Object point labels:
----
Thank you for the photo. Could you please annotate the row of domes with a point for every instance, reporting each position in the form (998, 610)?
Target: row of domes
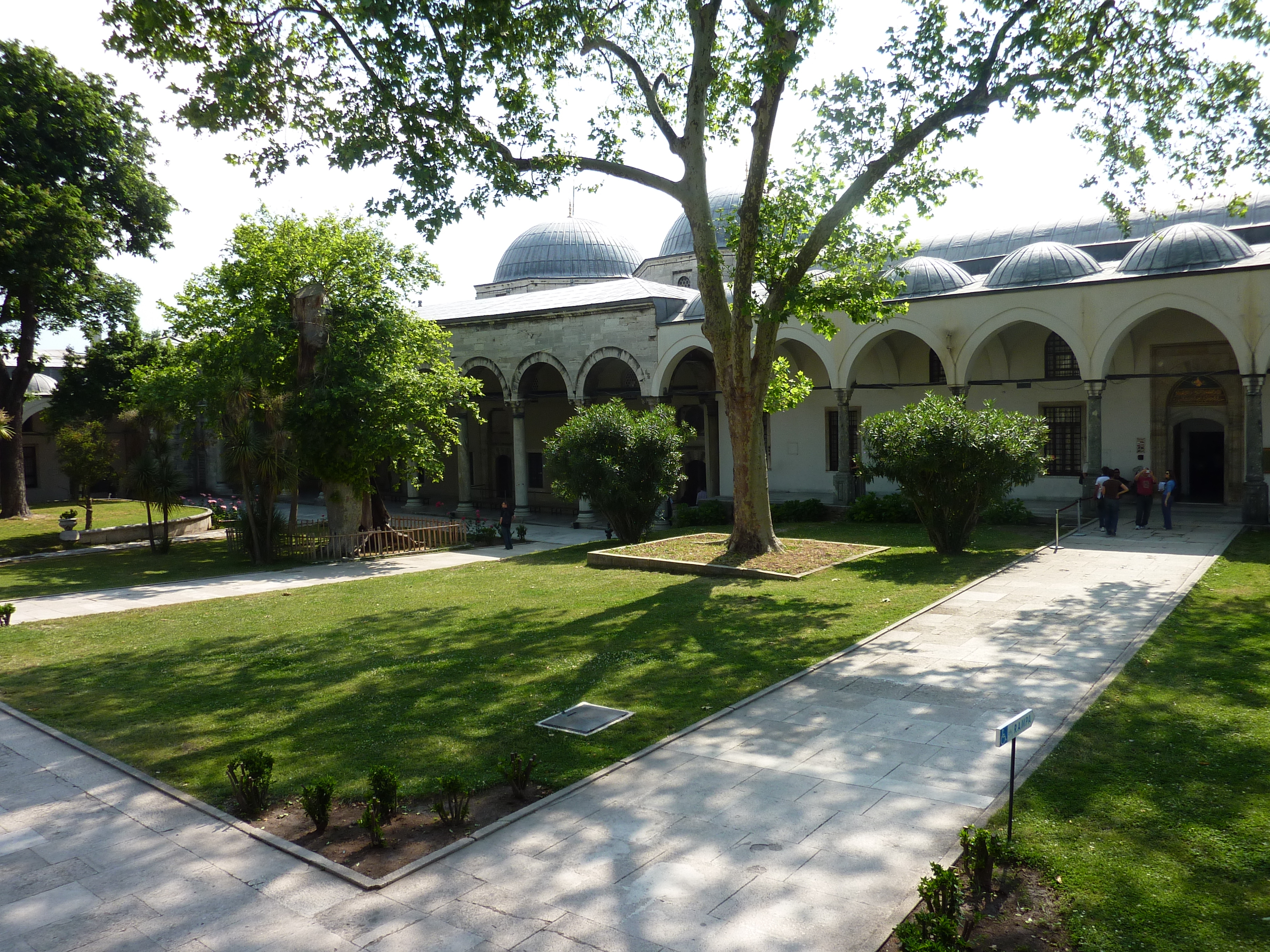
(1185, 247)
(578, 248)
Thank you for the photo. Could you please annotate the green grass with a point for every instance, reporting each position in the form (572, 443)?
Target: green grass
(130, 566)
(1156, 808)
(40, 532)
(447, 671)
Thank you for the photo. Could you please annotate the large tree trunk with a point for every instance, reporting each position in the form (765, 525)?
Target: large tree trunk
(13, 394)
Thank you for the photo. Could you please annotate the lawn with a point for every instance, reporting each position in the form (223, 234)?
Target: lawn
----
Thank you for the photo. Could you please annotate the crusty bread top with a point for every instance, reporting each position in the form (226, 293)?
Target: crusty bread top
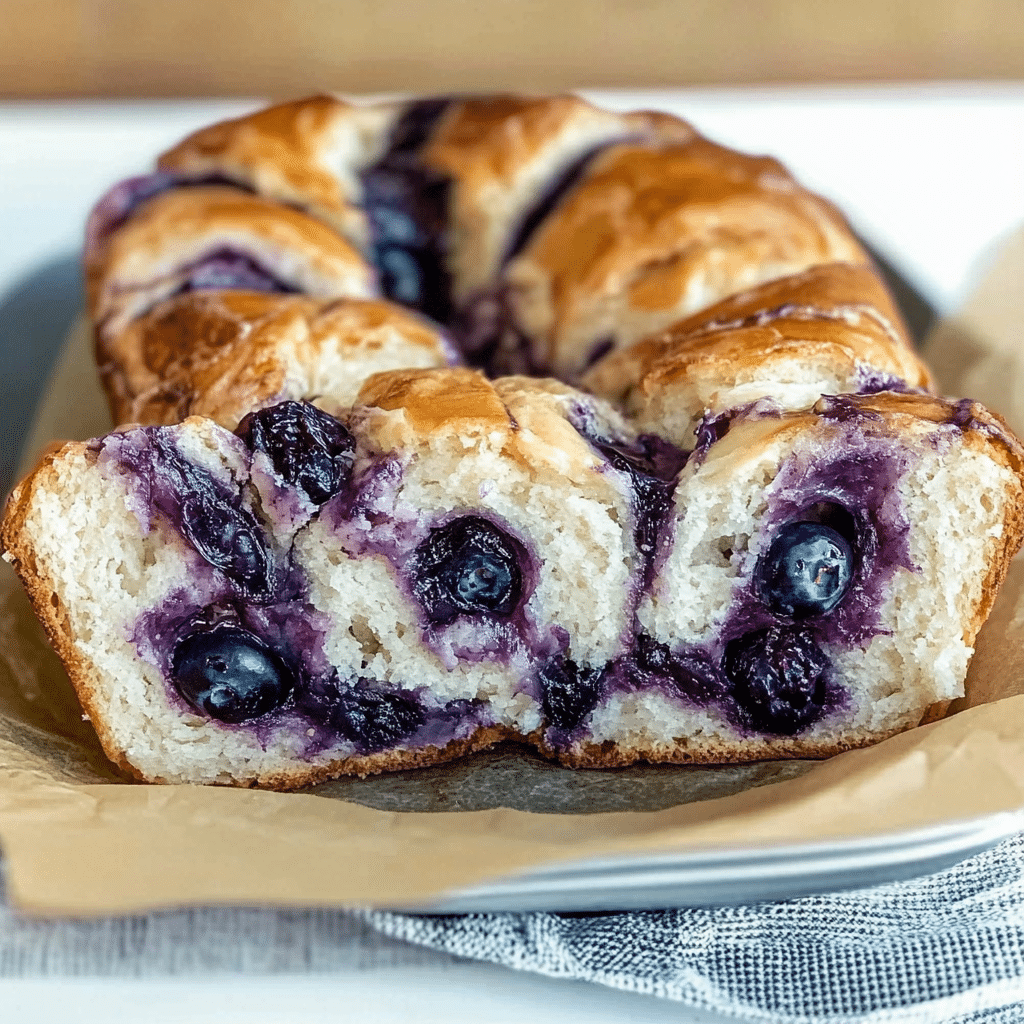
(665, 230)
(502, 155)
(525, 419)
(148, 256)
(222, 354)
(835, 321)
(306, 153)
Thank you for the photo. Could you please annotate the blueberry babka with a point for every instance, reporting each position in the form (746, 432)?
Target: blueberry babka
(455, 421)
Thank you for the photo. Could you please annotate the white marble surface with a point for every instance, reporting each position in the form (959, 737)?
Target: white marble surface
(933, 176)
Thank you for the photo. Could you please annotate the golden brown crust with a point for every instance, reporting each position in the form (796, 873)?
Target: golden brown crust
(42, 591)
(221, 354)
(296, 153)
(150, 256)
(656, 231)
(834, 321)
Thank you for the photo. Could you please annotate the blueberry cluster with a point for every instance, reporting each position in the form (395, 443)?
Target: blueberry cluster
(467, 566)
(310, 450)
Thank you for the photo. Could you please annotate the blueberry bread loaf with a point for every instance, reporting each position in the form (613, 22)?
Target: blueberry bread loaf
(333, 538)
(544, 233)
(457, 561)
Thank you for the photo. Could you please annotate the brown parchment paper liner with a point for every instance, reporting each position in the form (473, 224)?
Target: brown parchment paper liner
----
◆ **STATED EXERCISE**: Retype the rows above word for word, starting with the line that contains "Thank you for the photo. Could you please annotate the lawn" and ending with the line that contains "Target: lawn", including both of those lines.

◆ **SOLUTION FOR THIS PROBLEM**:
Thank you for the photo. Could you please annotate the lawn with a point for every instance, reporting each position in the form (223, 234)?
Target: lawn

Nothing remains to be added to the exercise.